Give back every record exactly, images excluded.

★ ★ ★ ★ ★ ★ ★

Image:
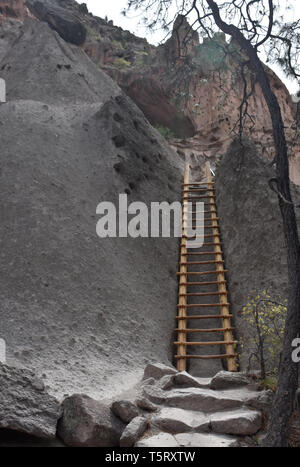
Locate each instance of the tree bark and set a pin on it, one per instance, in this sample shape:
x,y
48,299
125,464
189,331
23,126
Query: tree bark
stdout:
x,y
288,370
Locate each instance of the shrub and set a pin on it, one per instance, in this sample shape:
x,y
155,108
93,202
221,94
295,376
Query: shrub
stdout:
x,y
122,63
165,132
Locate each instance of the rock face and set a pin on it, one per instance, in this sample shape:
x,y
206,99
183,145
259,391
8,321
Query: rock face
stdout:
x,y
73,289
88,423
13,9
134,430
25,406
252,232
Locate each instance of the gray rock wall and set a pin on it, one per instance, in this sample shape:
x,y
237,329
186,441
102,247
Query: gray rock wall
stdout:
x,y
83,312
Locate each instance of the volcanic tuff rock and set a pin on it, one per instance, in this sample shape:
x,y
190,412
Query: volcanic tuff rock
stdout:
x,y
82,297
88,423
252,232
25,405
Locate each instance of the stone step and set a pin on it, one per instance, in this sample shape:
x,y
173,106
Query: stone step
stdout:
x,y
176,420
187,440
184,379
241,422
205,440
205,400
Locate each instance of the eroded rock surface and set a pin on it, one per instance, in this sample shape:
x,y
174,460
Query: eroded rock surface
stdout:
x,y
89,423
25,405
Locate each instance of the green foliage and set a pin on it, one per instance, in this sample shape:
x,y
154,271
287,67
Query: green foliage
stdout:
x,y
93,34
165,132
142,58
211,55
270,382
266,320
122,63
83,8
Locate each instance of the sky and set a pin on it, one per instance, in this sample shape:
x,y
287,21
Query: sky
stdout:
x,y
113,10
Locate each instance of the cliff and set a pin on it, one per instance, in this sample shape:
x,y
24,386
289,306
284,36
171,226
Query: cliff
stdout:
x,y
191,91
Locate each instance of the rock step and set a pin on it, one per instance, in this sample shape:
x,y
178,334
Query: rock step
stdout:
x,y
187,440
242,422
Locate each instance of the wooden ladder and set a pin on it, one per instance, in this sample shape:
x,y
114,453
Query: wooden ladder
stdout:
x,y
203,191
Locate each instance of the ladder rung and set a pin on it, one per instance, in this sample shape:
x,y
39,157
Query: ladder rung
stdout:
x,y
204,317
193,263
197,190
201,212
210,226
188,198
197,284
189,237
187,331
201,253
205,343
207,244
203,305
188,273
197,183
206,219
206,357
205,294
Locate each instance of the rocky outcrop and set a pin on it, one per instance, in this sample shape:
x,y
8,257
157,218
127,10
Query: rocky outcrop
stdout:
x,y
134,430
252,234
25,405
13,9
191,91
88,423
197,416
68,26
80,141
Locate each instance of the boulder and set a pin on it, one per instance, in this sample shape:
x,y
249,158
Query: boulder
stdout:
x,y
134,430
228,380
263,400
204,440
176,420
239,422
145,404
89,423
203,399
158,370
184,379
161,440
25,405
65,23
125,410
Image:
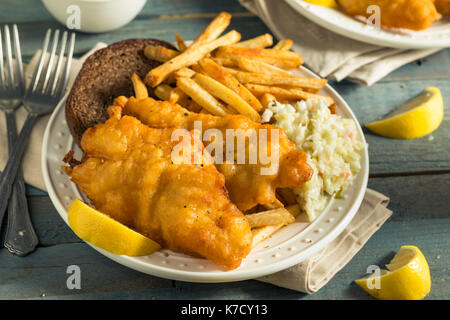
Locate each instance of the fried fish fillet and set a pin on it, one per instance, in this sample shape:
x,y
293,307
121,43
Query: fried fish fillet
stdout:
x,y
408,14
248,183
128,173
443,6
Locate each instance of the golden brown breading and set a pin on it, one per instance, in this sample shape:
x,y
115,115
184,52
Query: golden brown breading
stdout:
x,y
128,173
246,182
408,14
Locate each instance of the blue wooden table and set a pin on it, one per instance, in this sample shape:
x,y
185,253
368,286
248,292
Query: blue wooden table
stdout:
x,y
414,174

★ ★ ★ ★ ★ ★ ★

> **Response to the task**:
Image:
Locate each instance of the tree bark and set a pin on it, one per instance, in this sample shape:
x,y
48,299
125,464
189,331
23,126
Query: tree bark
stdout:
x,y
288,370
Locate each instance of the shrub and set a pin on it, one per instance, in this sample shape:
x,y
155,108
93,202
221,94
295,376
Query: shrub
stdout:
x,y
122,63
165,132
Locate each instance of the rock face and set a pin on it, one per instance, in this sample shape:
x,y
206,99
183,145
259,391
8,321
Query: rock face
stdout:
x,y
73,289
88,423
13,9
134,430
25,406
252,232
Locate each instance of the gray rock wall and set a pin on it, one per instance, in this sample shape:
x,y
237,329
186,441
102,247
Query: gray rock wall
stdout:
x,y
83,312
Locate each instance of the volcanic tuff rock and set a pin on it, one per instance, in this sample shape:
x,y
190,412
Query: volcanic tuff rock
stdout:
x,y
82,297
88,423
252,232
25,405
Locate each instance of the stone step and set a pin on it, one per instance, in this sample shape:
x,y
173,106
Query: stone step
stdout:
x,y
176,420
187,440
184,379
241,422
205,440
205,400
Locate each instance of the eroded rock surface and set a pin on it, one per instance, in this sample shape:
x,y
174,460
Query: eroded rock surface
stdout:
x,y
89,423
25,405
Locate each instance of the green foliage and set a pin on it, one per instance, in this sample shape:
x,y
154,271
287,67
Query: green foliage
stdout:
x,y
93,34
165,132
142,58
211,55
270,382
266,320
122,63
83,8
Locate each instance of the sky and set a pin on it, one per instance, in this sample shape:
x,y
287,21
Query: sky
stdout:
x,y
113,10
Locate each instance of the cliff and set a pin on it, one per instance, in this sample shape:
x,y
24,386
289,306
284,36
171,226
Query: cliff
stdout:
x,y
191,91
Locate each instance of the rock step and set a pin on it, one per instance, in this sample shape:
x,y
178,334
Query: rock step
stdout:
x,y
187,440
242,422
Locate each instance of the wooden ladder and set a pin on it, one per instance, in this sample shape:
x,y
114,453
Query: wooden ladder
stdout:
x,y
203,191
Locate each instance of the ladder rung and set a pin on it, one per instance, in this sample shape:
x,y
39,157
Query: ladder rung
stdout:
x,y
204,317
193,263
197,190
201,212
210,226
188,198
197,284
189,237
187,331
201,253
205,343
207,244
203,305
188,273
197,183
206,219
206,357
205,294
Locate each instance of the rocky outcrop and set a pin on it, one per instance, in this sample shape:
x,y
8,257
157,218
127,10
Query: rocky outcrop
stdout:
x,y
134,430
252,234
25,405
13,9
191,91
88,423
197,416
68,26
80,141
Locate each instance of the boulder and set a pin on it, one per instance, in this sample shape:
x,y
249,158
Query: boulder
stdout:
x,y
134,430
228,380
263,400
204,440
176,420
239,422
145,404
89,423
203,399
158,370
184,379
161,440
25,405
65,23
125,410
Image:
Locate each instance of the fried fish fillet and set a pin on it, one per instance, in this sample shape:
x,y
293,307
121,43
Query: fried fish fillet
stdout:
x,y
408,14
248,183
128,173
443,6
Locate each instance of the golden brown breading and set a pin on it, one per instance, in this sample shape:
x,y
115,115
184,52
Query: golden brown breading
stdout:
x,y
128,173
246,182
408,14
Locate each instance of the blue wooden table and set a pin on it, one per instance, in this sample shape:
x,y
185,253
368,286
248,292
Query: blue wooden table
stdout:
x,y
414,174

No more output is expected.